▶ APPLY WHAT YOU READ:
- a) Reproduce the CK Tang buyout passage starting at "This comes as" and ending at "a bigger bounty.", switching "minority shareholders" to "outside shareholders".
- b) Resume the article on the Tang brothers' CK Tang share offer, continuing on from its final sentence.

▶ PASSAGE FOR REVIEW:

★ ★ ★ ★ ★ ★ ★

The Tang brothers' move to consolidate holdings in CK Tang, a Singapore retail icon, to bolt down succession plans has triggered a cash offer for roughly 2 per cent of shares that they do not own. In doing so, the brothers have made public that they do not intend to create a Reit (real estate investment trust) for the department store property.
An offer document published on Thursday showed Tang Holdings acquired the 98.2 per cent of shares held by several parties including Tang Wee Kit, who runs Tang Holdings, and Kerith Holdings, which is controlled by Tang Wee Sung.
Tang Holdings is required by regulations to extend the same offer to the remaining shareholders in CK Tang, and so has offered to buy them out at S$0.35 per share. The Business Timesunderstands that the offer was meant mainly to satisfy regulatory conditions. The offer document also stated Tang Holdings will not increase the offer price.
"A family succession planning exercise was undertaken by Tang Wee Kit and Tang Wee Sung in May 2006 to ensure that shares held by the brothers. . . which constituted the Tang family assets, remained in the family," the offer document said.
"Tang Wee Sung has decided that the final step to complete the family succession planning exercise is appropriate at this time, hence the sale of shares by the brothers either personally or through their respective vehicles to the offerer (Tang Holdings)."
This comes as Tang Wee Kit's eldest son, Sean Tang, is said to be groomed for leadership. The younger Tang, who is in his early 30s, was last reported in 2015 to be focused on operations at Tang Plaza, which houses the flagship CK Tang store and the Singapore Marriott Tang Plaza Hotel. He has three other younger siblings. Mr Tang Wee Sung, who oversees the retail business, has no children, and is said to be channelling more time towards charitable works.
This would be the fifth official buyout offered to minority shareholders, who have held on to their shares on hopes that the family would offer a bigger bounty.

★ ★ ★ ★ ★ ★ ★

▶ Referring expression data:
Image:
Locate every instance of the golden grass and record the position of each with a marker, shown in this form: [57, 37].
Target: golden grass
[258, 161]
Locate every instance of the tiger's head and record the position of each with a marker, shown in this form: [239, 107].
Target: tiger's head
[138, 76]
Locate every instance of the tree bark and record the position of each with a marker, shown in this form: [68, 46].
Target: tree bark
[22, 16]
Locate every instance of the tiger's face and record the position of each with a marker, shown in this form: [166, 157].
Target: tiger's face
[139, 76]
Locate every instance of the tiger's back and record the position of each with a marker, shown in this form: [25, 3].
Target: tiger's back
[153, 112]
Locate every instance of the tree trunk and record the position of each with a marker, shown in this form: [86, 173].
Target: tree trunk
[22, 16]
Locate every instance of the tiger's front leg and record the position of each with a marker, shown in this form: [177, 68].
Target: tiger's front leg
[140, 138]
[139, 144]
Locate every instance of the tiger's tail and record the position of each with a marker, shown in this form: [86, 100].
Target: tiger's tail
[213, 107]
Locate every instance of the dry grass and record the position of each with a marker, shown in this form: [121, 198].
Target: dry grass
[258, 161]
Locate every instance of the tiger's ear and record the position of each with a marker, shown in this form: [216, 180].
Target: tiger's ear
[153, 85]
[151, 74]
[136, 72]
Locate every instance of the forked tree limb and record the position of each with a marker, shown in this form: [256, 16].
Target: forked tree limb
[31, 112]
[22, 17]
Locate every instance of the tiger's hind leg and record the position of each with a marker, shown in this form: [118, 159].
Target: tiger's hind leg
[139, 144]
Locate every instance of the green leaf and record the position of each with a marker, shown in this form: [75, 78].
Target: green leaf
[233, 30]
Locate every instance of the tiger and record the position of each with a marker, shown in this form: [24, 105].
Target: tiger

★ ★ ★ ★ ★ ★ ★

▶ RESPONSES IN ORDER:
- a)
This comes as Tang Wee Kit's eldest son, Sean Tang, is said to be groomed for leadership. The younger Tang, who is in his early 30s, was last reported in 2015 to be focused on operations at Tang Plaza, which houses the flagship CK Tang store and the Singapore Marriott Tang Plaza Hotel. He has three other younger siblings. Mr Tang Wee Sung, who oversees the retail business, has no children, and is said to be channelling more time towards charitable works.
This would be the fifth official buyout offered to outside shareholders, who have held on to their shares on hopes that the family would offer a bigger bounty.

- b)
The offer of 35 Singapore cents per share is a 77 per cent discount to CK Tang's net tangible asset value of S$1.54 as at March 2015.
This is also significantly below the offer of S$2 per share that CK Tang and the brothers offered to minority shareholders in 2011 through a capital reduction exercise. CK Tang then offered to cancel the remaining shares held by minority investors at S$1.30 apiece - a price then that was a 15 per cent premium to the company's fair value. The Tangs then offered "goodwill" of additional 70 cents per share - or S$3.1 million in total - that they would pay from their pockets if these shareholders voted in favour of the capital reduction. This offer was rejected.
As it is, this followed two failed delisting attempts, and the third successful privatisation in 2009.
The attempts to buy out the minority shareholders were emotionally charged affairs, as long-term shareholders, some of whom carried yellowed reports bound by raffia string to shareholder meetings, challenged the board over plans to redevelop the property, and raise the asset value, from which a buyout price is derived.
Despite challenging times for the retail and hospitality business, Tang Holdings stated in the offer document that it will continue its existing business activities. It has no plans to introduce "any major changes" to the business, re-deploy fixed assets of the company, or to retrench staff.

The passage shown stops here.